WORK TO BE COMPLETED
Write out each of the following items verbatim, reproducing every line without alteration.

** begin RAW DATA **

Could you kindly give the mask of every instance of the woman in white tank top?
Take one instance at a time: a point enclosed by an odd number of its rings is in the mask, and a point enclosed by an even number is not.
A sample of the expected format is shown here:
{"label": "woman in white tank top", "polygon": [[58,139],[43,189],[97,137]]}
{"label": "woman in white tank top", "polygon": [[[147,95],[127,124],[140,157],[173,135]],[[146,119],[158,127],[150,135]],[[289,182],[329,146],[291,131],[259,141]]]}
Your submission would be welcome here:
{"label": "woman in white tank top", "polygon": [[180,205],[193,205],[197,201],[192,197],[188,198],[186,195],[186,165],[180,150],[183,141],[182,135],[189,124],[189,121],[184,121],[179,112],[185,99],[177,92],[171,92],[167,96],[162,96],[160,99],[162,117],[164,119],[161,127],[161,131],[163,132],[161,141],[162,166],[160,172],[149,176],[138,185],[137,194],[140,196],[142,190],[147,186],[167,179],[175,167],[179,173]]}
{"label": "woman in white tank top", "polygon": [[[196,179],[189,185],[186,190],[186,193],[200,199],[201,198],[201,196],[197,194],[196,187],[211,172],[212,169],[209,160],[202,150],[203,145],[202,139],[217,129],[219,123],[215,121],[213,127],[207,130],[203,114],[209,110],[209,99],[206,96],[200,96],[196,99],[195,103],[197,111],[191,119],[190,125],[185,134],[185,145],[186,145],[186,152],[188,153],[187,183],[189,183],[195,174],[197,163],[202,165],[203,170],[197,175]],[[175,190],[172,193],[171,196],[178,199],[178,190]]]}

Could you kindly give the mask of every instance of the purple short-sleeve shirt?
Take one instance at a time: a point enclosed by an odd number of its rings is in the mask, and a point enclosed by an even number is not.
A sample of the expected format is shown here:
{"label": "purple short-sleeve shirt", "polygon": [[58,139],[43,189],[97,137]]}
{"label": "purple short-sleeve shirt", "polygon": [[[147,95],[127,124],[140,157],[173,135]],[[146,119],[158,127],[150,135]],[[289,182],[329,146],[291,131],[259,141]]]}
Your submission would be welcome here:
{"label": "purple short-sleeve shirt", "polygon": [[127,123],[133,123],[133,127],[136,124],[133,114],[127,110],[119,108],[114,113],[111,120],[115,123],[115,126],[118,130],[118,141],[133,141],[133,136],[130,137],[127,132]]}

** end RAW DATA **

RESULT OF THE TASK
Could you kindly give the mask of every instance of the woman in white tank top?
Take one instance at a time: a point enclosed by an odd number of its rings is in the mask, and a point enclosed by an even number is not.
A sample of the expected format is shown here:
{"label": "woman in white tank top", "polygon": [[58,139],[43,189],[97,137]]}
{"label": "woman in white tank top", "polygon": [[[147,95],[127,124],[140,157],[173,135]],[[146,119],[158,127],[150,135]],[[289,182],[329,146],[291,131],[259,141]]]}
Your submission would be welcome here:
{"label": "woman in white tank top", "polygon": [[180,205],[193,205],[197,201],[192,197],[188,198],[186,195],[186,165],[180,150],[183,141],[182,135],[189,124],[189,121],[184,121],[179,112],[185,99],[177,92],[171,92],[167,96],[162,96],[160,99],[162,117],[164,119],[161,127],[161,131],[163,132],[161,141],[162,166],[160,172],[149,176],[138,185],[137,194],[140,196],[142,190],[147,186],[167,179],[175,167],[179,173]]}
{"label": "woman in white tank top", "polygon": [[[196,179],[189,185],[186,190],[186,193],[200,199],[201,198],[201,196],[197,194],[196,187],[211,172],[212,169],[209,160],[202,150],[203,145],[202,139],[217,129],[219,123],[215,121],[213,127],[207,130],[203,114],[209,110],[209,99],[206,96],[200,96],[196,99],[195,103],[197,111],[191,119],[190,125],[185,134],[185,145],[186,145],[186,152],[188,153],[187,183],[189,183],[195,174],[197,163],[202,165],[203,170],[197,175]],[[175,190],[172,193],[171,196],[178,199],[178,190]]]}

Could you kindly give the mask of every instance of the purple short-sleeve shirt?
Take one instance at a time: a point enclosed by an odd number of its rings is in the mask, and a point enclosed by an even number is not.
A sample of the expected format is shown here:
{"label": "purple short-sleeve shirt", "polygon": [[58,139],[43,189],[97,137]]}
{"label": "purple short-sleeve shirt", "polygon": [[[147,95],[127,124],[140,157],[173,135]],[[146,119],[158,127],[150,135]],[[289,182],[329,146],[291,131],[259,141]]]}
Your submission would be welcome here:
{"label": "purple short-sleeve shirt", "polygon": [[127,123],[133,123],[133,127],[136,124],[133,114],[127,110],[119,108],[114,113],[111,120],[115,123],[115,126],[118,130],[118,141],[133,141],[133,136],[130,137],[127,132]]}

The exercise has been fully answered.